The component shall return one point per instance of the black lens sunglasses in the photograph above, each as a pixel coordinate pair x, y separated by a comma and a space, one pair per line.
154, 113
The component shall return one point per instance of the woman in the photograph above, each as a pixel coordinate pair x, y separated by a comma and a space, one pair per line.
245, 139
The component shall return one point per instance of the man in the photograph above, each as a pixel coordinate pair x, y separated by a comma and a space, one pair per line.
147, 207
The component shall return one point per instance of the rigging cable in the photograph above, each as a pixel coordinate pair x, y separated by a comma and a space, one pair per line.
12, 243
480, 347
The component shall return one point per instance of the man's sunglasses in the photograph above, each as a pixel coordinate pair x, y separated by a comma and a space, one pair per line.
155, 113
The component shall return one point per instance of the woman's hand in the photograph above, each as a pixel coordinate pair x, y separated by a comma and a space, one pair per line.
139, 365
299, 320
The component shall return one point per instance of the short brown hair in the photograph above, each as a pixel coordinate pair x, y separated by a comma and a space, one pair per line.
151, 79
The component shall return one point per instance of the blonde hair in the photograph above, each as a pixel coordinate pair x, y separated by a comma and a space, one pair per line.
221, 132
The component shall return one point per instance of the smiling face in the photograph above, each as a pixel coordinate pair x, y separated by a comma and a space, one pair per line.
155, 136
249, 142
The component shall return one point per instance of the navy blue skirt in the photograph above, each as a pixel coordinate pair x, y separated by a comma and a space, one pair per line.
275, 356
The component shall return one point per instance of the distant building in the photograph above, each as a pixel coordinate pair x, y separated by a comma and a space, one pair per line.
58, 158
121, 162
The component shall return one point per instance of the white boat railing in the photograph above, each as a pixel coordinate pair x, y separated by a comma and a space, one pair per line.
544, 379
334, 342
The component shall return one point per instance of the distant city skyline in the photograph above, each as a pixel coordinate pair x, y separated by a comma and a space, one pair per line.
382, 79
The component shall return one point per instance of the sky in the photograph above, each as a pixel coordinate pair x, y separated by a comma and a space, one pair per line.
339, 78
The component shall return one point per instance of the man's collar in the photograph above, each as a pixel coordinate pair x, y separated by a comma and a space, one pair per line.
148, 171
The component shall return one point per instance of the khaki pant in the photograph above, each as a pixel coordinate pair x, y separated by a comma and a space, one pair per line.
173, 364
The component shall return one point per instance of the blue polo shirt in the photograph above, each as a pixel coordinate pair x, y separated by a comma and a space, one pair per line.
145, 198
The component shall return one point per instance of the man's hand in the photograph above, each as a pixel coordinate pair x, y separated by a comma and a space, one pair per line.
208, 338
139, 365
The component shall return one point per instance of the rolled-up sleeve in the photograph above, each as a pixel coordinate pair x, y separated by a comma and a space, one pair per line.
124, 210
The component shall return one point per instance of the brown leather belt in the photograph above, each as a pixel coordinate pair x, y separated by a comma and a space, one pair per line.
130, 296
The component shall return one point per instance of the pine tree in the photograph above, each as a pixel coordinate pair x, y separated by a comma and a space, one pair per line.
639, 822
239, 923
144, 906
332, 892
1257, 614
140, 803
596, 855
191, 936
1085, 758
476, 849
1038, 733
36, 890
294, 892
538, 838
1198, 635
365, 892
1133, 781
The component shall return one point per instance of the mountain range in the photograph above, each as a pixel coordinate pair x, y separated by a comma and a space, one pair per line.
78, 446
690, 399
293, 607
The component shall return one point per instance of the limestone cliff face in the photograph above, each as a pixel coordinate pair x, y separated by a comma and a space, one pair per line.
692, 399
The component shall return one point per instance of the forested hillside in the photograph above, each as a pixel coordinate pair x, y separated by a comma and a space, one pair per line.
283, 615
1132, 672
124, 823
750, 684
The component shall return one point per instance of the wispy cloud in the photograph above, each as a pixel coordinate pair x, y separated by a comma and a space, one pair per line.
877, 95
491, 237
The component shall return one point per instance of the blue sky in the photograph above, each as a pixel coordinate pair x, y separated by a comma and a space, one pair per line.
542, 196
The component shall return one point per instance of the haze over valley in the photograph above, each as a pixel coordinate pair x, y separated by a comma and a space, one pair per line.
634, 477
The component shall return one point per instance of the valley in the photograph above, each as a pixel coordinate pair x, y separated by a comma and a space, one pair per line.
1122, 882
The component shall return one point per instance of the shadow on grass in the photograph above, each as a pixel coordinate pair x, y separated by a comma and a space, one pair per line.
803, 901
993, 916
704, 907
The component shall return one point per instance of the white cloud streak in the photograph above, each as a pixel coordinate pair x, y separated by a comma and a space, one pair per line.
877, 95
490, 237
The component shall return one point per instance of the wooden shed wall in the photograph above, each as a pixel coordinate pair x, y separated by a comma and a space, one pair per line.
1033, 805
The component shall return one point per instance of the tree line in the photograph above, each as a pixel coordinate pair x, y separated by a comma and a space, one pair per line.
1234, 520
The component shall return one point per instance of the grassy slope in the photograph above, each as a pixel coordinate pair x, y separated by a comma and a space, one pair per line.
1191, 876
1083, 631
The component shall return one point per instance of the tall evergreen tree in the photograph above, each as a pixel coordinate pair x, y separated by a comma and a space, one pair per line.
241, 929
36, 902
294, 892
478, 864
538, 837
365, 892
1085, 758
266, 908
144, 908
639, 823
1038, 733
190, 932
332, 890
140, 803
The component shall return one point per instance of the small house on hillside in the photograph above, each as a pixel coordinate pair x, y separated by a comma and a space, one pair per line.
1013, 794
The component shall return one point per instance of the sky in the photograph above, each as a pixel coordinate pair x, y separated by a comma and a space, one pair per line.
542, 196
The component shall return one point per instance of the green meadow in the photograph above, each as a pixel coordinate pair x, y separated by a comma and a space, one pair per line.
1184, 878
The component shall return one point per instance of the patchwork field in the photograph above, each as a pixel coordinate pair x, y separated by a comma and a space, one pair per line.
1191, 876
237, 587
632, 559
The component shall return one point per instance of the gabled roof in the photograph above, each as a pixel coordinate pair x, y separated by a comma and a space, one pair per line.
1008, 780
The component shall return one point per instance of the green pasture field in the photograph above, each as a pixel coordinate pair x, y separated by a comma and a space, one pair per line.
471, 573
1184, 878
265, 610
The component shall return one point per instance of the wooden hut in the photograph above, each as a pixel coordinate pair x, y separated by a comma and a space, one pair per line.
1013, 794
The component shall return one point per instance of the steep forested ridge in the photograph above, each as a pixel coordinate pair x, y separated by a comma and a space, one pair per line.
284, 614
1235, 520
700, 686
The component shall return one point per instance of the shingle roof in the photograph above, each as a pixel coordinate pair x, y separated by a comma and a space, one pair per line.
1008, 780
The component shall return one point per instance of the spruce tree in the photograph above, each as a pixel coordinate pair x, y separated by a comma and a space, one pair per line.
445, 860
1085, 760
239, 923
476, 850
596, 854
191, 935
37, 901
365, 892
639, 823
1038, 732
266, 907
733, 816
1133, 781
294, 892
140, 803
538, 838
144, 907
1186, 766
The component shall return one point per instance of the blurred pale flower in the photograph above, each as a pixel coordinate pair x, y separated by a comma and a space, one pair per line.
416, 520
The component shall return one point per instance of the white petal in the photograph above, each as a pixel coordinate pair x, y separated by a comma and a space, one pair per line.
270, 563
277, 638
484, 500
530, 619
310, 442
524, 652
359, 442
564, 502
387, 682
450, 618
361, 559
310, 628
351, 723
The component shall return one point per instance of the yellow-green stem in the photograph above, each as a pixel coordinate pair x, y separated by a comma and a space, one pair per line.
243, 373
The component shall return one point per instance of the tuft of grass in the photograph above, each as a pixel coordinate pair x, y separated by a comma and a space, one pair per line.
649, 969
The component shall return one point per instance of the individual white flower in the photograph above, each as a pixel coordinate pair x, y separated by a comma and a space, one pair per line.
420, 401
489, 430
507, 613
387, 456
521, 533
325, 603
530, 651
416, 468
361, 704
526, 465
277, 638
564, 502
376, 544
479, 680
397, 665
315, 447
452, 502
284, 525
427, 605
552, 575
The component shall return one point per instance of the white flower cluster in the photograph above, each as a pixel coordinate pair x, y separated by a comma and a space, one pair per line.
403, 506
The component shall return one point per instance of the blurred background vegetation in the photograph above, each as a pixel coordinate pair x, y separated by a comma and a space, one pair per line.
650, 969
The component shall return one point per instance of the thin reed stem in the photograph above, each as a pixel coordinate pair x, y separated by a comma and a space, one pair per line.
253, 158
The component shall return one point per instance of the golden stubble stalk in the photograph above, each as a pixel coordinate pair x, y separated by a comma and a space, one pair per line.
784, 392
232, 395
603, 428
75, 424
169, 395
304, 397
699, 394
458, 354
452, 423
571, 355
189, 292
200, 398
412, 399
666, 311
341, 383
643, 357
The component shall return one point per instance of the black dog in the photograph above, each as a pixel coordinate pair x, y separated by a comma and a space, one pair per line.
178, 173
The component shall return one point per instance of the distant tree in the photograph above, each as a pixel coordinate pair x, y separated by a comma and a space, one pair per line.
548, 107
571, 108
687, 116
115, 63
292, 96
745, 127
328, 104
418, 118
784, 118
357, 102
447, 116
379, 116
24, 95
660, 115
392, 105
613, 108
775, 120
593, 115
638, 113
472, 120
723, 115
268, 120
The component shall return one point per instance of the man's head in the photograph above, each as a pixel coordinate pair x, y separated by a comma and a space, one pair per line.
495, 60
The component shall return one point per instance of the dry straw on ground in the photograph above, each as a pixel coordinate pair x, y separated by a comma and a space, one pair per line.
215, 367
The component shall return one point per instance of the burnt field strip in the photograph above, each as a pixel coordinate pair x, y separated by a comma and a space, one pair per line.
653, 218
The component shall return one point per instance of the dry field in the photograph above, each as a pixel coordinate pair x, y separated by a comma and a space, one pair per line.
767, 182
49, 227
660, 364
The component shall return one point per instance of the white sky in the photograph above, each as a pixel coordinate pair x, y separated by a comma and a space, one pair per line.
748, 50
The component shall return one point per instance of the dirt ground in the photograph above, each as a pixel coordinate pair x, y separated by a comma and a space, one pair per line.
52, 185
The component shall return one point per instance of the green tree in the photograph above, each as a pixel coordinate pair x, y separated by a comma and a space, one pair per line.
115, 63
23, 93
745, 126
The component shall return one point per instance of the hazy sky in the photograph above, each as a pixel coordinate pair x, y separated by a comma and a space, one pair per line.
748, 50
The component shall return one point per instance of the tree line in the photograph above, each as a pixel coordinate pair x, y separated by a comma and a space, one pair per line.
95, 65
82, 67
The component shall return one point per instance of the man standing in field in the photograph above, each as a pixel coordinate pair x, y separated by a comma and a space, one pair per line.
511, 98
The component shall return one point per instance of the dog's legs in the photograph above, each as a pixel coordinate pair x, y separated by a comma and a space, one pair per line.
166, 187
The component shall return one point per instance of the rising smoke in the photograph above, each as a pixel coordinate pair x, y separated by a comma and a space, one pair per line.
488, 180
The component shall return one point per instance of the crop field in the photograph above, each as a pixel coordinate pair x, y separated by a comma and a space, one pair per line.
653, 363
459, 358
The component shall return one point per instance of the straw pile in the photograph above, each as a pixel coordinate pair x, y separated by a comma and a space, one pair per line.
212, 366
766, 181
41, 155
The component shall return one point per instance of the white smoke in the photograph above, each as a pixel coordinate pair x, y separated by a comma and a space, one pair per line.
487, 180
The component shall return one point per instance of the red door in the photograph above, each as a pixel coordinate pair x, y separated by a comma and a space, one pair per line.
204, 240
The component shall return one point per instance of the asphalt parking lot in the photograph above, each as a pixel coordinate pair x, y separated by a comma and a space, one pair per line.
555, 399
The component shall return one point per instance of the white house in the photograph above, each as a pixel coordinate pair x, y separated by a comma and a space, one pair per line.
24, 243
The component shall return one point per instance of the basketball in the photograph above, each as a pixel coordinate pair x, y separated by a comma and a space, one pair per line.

※

# REQUIRED WORK:
Output the line holding "the white smoke", then every later line through the end of the records above, exactly as given and nothing else.

# SOLUTION TO THE PROBLEM:
The component shall return one point per instance of the white smoke in the photograph above, each as a pixel coordinate pair x, y separated by a comma and a space, one pair per line.
487, 180
The component shall return one point per instance of the red door in the photograph above, each as a pixel coordinate pair x, y separated by a comma and a space, one pair per line.
204, 240
The component shall return one point per instance of the asphalt parking lot in the photograph above, each as a pixel coordinate pair x, y separated by a comma and a space, one pair per line.
555, 399
The component shall return one point per instance of the white house in the photograph above, each as a pixel coordinate pair x, y separated by a comma and a space, one pair per line.
24, 243
The component shall return one point per instance of the basketball in the photograph above, each as a pixel coordinate pair x, y separated by a comma and a space, one pair per line.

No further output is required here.